### Task prompt
Wherever the string "tree" occurs in a line of these records, report that line.
--- Records for the task ---
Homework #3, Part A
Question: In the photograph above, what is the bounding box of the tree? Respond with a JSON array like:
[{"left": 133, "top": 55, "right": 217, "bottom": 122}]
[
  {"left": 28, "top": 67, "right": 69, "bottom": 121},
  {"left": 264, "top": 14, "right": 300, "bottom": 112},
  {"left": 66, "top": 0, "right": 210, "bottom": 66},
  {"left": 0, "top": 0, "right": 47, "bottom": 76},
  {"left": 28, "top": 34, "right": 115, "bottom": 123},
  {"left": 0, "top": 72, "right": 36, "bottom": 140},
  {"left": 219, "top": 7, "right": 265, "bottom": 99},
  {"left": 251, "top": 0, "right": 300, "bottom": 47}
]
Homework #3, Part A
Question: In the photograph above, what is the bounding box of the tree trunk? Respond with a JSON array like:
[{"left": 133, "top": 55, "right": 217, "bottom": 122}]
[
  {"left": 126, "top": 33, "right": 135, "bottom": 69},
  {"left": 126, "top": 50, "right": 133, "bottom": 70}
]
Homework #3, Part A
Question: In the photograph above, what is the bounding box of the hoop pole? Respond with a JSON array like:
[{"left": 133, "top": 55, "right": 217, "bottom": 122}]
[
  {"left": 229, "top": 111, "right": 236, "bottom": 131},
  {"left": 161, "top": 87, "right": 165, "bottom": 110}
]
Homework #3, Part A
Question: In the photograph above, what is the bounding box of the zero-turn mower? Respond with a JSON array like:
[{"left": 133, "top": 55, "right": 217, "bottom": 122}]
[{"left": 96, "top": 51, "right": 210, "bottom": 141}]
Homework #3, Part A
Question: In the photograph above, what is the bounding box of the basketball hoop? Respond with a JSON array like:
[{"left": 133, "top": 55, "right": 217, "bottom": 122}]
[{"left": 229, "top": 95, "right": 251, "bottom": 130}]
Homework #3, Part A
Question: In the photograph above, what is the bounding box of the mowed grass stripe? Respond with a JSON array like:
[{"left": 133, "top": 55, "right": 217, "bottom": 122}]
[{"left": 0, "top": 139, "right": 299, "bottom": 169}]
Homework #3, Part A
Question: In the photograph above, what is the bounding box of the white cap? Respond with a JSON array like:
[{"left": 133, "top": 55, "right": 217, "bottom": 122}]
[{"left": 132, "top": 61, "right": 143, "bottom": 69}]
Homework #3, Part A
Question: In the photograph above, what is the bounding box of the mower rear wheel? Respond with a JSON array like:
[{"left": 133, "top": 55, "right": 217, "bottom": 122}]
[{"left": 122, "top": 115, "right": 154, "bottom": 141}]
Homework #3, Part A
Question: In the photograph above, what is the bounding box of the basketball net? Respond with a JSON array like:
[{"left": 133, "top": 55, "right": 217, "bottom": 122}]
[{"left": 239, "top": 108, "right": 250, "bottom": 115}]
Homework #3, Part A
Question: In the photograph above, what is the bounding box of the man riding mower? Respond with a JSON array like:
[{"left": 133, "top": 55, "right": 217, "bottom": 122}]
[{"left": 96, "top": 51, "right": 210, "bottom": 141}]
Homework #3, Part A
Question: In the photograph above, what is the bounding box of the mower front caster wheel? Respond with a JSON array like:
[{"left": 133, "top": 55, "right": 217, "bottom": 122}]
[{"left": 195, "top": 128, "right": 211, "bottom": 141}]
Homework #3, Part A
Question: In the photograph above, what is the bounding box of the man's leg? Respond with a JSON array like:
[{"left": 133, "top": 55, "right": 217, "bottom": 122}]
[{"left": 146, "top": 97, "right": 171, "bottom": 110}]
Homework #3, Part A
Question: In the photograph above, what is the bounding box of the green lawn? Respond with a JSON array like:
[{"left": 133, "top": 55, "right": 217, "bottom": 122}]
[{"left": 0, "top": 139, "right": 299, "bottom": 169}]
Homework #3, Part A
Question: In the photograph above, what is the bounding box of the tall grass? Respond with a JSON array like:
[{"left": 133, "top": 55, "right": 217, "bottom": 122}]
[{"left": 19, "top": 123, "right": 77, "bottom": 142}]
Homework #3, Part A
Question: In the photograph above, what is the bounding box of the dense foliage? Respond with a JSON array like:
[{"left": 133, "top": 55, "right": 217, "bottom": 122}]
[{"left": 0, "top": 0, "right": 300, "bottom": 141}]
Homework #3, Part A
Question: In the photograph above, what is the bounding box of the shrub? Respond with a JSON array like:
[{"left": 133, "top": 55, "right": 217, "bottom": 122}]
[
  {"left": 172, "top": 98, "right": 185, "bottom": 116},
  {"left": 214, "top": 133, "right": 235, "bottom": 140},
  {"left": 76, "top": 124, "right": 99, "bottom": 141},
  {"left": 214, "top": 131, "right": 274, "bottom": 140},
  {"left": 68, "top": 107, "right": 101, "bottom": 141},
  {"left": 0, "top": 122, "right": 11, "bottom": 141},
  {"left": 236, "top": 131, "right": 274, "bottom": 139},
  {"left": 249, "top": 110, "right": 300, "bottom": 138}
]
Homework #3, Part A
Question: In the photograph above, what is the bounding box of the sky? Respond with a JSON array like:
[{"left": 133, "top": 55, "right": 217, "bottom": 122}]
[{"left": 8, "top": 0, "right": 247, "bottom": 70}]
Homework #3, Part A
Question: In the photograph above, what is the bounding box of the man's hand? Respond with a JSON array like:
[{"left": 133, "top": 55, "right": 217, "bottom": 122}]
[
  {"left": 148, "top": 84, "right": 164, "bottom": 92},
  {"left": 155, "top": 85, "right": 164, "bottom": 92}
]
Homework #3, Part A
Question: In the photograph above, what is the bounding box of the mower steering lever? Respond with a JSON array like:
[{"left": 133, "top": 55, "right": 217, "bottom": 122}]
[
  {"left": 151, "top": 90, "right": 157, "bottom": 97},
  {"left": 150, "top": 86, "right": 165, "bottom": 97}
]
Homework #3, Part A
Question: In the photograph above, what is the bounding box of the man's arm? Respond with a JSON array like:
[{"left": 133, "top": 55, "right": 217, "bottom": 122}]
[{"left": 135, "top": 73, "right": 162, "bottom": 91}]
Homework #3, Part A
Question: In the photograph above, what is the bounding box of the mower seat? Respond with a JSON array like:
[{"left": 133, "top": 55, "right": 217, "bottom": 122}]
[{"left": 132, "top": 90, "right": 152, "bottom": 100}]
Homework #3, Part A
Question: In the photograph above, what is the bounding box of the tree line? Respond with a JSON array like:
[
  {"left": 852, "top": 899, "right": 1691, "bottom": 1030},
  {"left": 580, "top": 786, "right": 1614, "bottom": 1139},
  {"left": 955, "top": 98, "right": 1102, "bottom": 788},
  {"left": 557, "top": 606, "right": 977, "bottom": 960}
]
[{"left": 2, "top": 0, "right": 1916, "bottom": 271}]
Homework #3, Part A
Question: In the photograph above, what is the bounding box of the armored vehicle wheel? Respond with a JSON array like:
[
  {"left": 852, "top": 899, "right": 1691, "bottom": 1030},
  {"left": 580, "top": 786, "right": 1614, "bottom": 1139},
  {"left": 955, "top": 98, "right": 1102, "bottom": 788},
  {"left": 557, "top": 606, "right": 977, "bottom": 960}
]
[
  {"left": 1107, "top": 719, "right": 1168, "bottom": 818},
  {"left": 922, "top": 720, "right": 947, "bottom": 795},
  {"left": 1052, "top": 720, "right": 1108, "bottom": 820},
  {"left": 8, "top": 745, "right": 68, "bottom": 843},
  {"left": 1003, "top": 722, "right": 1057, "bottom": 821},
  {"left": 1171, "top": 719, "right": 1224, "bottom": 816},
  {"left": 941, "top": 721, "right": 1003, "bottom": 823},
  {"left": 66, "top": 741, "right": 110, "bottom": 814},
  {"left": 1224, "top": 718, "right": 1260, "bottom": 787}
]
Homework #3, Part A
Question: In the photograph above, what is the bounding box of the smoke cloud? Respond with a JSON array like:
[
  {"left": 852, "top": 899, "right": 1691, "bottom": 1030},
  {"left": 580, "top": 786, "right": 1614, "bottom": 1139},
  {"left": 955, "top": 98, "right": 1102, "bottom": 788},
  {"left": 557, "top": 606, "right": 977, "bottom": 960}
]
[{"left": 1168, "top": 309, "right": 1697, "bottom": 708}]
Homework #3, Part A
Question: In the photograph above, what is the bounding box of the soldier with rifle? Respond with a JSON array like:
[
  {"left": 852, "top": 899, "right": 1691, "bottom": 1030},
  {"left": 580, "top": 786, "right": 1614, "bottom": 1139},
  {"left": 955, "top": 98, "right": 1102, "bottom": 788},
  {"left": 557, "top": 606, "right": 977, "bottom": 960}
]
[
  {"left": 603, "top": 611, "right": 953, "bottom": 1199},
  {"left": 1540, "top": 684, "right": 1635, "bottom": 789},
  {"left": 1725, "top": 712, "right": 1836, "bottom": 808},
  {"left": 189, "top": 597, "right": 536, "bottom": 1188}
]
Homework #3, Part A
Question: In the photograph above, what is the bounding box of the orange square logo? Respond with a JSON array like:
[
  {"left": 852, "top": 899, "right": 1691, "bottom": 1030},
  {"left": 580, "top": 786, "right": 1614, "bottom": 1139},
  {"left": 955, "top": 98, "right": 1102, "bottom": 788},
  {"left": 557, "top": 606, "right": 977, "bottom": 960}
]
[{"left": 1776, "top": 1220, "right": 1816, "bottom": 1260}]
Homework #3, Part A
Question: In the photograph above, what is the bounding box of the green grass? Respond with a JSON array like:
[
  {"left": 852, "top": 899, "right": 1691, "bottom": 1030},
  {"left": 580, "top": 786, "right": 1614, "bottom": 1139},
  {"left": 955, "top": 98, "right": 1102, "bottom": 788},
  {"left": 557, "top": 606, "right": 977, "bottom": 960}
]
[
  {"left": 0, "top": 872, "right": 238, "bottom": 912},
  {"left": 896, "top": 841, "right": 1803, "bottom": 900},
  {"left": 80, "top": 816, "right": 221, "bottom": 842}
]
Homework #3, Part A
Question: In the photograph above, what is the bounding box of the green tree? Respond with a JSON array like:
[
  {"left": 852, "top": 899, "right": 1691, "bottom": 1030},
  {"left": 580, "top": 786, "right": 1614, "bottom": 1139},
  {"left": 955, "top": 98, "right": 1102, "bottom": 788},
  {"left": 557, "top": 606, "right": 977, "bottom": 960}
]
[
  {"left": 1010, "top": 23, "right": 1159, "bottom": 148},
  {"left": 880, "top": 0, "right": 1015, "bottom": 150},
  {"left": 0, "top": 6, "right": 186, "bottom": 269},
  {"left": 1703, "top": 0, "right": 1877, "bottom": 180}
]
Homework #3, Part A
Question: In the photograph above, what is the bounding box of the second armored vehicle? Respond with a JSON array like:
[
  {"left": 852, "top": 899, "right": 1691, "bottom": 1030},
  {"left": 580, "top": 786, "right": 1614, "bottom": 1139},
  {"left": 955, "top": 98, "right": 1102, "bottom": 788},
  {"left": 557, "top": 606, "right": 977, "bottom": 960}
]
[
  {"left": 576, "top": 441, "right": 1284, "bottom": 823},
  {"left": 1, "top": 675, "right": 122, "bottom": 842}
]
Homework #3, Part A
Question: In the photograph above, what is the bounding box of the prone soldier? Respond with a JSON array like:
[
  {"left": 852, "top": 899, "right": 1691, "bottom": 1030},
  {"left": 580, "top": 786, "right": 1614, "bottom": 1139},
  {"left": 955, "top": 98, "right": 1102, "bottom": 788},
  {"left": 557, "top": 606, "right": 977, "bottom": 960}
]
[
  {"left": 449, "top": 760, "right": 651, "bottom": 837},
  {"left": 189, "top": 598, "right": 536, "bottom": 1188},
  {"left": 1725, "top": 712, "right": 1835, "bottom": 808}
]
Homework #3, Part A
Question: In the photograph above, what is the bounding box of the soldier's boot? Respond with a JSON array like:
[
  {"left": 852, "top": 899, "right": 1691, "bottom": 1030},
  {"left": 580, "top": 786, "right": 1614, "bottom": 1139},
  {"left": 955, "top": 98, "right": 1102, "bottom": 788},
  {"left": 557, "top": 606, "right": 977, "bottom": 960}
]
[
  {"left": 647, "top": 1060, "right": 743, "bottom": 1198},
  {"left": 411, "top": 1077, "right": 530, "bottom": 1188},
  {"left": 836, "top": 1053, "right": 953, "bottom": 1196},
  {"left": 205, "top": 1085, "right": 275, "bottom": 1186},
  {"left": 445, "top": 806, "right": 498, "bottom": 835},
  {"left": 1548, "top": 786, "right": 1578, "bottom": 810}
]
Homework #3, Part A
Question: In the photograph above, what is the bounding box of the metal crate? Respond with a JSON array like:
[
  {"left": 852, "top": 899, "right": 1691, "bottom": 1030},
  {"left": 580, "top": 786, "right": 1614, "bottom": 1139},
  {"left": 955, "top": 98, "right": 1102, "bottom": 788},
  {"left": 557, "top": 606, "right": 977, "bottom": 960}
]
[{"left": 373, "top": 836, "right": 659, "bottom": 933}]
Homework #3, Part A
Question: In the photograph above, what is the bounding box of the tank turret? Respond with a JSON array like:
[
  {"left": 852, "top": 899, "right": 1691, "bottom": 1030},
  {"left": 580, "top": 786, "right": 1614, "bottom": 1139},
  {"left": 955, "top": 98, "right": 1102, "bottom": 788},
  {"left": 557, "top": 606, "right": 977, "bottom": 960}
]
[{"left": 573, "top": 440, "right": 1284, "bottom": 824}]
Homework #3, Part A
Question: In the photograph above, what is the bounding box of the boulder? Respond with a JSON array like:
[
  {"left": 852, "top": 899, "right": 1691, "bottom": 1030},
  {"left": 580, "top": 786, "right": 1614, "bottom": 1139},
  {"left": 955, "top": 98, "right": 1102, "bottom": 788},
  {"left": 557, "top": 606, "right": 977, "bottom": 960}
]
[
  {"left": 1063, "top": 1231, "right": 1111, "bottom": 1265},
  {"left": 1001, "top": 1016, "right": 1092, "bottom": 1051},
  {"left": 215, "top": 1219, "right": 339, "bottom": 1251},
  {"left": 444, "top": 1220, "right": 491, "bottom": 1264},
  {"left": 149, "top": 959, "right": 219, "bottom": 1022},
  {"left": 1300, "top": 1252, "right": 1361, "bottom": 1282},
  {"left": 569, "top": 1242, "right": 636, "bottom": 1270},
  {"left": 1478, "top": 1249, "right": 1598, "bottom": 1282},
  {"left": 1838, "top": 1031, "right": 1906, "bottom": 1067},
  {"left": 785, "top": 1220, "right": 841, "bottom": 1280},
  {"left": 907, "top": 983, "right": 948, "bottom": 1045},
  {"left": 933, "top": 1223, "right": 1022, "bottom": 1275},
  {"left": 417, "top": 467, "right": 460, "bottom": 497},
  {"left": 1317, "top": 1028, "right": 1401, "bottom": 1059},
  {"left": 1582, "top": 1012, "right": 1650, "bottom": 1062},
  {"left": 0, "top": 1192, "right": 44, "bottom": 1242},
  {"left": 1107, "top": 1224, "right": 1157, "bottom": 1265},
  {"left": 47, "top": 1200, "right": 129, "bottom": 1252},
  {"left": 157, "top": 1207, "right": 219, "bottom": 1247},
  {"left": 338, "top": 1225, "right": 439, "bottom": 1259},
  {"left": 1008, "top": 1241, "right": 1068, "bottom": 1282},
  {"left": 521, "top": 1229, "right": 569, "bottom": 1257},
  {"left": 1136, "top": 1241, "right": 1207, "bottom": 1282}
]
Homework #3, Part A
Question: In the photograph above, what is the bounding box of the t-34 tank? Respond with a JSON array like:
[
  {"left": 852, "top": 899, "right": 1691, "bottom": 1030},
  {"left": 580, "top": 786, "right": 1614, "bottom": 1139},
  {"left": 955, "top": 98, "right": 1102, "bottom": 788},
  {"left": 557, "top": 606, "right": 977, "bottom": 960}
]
---
### Written answer
Question: In the photograph above, what is the bounding box of the tree? Respond with a JSON array like:
Question: In the photograph above, what is the bounding box of the tree trunk? Respond with a JSON array like:
Question: In the photograph above, what is the bounding box of the tree line? Respond with a JSON array like:
Question: In the photograph above, what is the bounding box of the green tree? Respond with a JSON array like:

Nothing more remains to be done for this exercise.